▶ Provided data
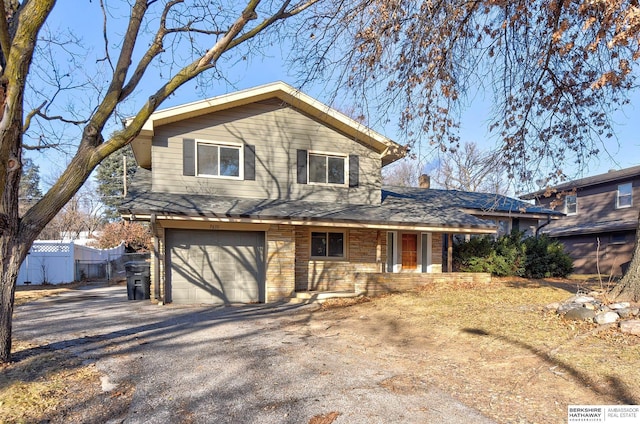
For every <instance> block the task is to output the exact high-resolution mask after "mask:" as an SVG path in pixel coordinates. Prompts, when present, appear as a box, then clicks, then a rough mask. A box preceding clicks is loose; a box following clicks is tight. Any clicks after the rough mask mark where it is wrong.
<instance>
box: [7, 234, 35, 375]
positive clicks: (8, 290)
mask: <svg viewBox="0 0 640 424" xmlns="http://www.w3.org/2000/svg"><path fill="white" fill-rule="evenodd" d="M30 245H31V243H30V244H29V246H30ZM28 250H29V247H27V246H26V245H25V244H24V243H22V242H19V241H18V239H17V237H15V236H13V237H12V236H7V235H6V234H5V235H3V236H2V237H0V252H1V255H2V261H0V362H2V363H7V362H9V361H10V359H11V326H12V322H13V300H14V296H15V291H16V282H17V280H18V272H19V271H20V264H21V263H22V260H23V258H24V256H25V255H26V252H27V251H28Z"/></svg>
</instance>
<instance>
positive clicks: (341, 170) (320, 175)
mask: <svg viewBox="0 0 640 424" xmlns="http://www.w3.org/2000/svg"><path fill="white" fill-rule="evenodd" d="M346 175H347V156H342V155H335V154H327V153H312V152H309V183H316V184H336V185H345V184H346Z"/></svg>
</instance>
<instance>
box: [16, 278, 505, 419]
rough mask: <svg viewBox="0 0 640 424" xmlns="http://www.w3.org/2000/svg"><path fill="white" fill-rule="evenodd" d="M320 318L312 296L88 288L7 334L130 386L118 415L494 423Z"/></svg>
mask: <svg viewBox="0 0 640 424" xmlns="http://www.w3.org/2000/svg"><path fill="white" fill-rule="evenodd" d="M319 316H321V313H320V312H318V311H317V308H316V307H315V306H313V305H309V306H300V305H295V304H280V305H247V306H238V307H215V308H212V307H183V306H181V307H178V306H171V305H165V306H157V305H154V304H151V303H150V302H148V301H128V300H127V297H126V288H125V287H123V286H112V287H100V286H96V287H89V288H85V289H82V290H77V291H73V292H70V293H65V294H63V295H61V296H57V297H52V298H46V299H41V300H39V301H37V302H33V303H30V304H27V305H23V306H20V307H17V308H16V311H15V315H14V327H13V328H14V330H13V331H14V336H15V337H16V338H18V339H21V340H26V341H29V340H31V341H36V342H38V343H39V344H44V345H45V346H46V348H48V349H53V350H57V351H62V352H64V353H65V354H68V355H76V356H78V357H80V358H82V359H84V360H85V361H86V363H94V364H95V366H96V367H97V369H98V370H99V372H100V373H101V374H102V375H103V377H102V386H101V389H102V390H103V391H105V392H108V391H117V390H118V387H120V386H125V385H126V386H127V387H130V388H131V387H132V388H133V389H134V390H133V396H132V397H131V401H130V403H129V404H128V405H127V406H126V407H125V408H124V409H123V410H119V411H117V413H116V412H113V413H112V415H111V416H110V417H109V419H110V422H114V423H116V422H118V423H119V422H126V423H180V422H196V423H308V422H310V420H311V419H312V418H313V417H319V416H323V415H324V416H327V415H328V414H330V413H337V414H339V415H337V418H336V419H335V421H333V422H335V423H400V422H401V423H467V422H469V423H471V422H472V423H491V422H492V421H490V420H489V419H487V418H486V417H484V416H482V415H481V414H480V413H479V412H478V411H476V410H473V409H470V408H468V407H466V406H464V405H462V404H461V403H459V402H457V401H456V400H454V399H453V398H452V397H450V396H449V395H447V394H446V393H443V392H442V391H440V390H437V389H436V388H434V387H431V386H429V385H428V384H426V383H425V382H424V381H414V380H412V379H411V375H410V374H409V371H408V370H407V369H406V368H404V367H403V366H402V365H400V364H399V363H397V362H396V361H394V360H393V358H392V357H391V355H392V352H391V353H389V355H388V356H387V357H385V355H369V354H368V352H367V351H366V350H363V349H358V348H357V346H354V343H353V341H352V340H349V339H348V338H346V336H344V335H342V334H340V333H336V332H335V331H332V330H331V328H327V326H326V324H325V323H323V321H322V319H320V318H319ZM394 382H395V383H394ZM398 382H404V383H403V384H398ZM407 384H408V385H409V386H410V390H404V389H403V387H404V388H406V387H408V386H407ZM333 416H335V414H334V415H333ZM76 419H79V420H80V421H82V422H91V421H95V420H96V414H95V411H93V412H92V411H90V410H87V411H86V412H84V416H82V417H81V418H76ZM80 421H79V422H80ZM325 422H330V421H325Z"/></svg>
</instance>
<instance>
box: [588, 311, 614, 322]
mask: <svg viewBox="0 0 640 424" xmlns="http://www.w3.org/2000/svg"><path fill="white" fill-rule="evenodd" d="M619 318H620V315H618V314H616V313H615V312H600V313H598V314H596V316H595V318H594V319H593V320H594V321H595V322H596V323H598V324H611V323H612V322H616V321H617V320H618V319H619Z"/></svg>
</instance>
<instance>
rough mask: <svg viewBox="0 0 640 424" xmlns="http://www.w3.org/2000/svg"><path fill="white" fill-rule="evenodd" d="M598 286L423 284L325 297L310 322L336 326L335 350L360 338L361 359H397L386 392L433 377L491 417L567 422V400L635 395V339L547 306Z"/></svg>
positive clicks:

* * *

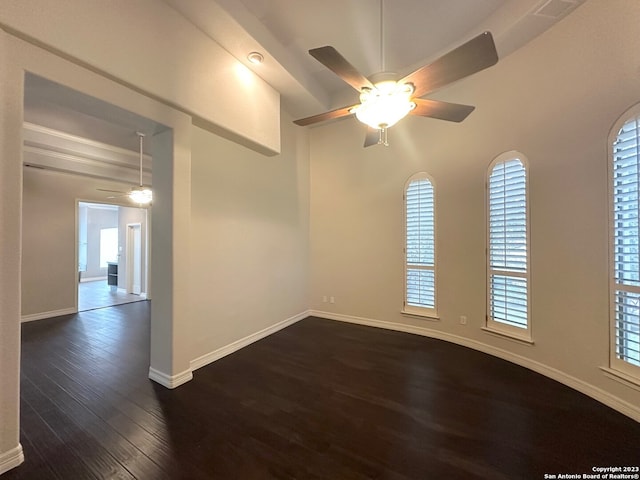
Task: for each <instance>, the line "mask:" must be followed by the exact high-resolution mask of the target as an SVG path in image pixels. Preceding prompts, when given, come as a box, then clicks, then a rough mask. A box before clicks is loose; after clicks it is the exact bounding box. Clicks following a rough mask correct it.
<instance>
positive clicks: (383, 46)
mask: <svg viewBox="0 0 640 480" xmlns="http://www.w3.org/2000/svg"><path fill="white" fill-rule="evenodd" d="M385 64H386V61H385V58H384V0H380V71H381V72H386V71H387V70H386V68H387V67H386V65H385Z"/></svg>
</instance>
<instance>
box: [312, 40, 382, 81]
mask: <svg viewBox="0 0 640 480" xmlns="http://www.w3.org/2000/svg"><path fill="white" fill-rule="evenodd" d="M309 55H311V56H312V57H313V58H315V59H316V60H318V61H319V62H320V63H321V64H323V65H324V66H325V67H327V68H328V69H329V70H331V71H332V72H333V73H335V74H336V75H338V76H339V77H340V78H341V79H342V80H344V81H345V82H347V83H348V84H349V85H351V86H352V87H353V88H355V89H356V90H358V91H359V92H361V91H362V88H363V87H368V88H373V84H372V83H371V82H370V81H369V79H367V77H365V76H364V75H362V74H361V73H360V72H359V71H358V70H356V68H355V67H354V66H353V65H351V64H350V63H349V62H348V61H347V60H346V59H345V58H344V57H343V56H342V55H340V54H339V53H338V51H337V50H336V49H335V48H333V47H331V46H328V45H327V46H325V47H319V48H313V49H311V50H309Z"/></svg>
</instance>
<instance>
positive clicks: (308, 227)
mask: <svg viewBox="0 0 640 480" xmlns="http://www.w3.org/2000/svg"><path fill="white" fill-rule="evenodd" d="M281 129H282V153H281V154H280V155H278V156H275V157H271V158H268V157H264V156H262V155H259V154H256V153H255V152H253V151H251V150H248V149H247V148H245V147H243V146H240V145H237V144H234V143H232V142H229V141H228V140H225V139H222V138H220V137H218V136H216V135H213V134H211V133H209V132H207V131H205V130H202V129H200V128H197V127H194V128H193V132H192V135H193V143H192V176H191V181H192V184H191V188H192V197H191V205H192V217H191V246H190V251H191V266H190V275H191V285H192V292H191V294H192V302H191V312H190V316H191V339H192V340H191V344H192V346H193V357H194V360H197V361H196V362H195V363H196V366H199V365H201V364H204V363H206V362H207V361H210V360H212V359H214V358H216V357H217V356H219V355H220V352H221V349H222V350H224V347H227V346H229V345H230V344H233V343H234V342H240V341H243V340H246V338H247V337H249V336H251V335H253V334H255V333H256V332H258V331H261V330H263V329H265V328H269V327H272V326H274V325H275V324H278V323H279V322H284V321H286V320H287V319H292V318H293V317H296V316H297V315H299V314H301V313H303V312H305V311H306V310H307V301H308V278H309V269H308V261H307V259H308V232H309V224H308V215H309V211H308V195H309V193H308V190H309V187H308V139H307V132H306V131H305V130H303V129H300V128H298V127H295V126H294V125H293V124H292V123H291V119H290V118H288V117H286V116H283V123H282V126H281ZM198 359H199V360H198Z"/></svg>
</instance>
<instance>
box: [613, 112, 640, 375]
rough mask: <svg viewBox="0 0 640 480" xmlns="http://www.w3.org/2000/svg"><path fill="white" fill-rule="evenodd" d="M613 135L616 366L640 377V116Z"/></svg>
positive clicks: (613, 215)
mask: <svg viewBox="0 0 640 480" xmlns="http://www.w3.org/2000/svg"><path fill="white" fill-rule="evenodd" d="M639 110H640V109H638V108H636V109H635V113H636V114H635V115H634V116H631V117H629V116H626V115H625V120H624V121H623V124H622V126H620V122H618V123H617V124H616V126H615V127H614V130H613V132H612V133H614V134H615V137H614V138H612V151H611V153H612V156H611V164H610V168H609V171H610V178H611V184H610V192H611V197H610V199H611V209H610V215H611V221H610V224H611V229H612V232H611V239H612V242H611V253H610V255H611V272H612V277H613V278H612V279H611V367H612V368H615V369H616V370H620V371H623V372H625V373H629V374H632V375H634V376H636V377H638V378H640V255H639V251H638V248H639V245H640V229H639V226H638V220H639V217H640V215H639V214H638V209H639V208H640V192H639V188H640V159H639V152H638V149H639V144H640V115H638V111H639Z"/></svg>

▶ How to complete this task
If a line of the data includes the word "resolution", it counts; give how many lines do, as a bare number.

▶ Answer below
2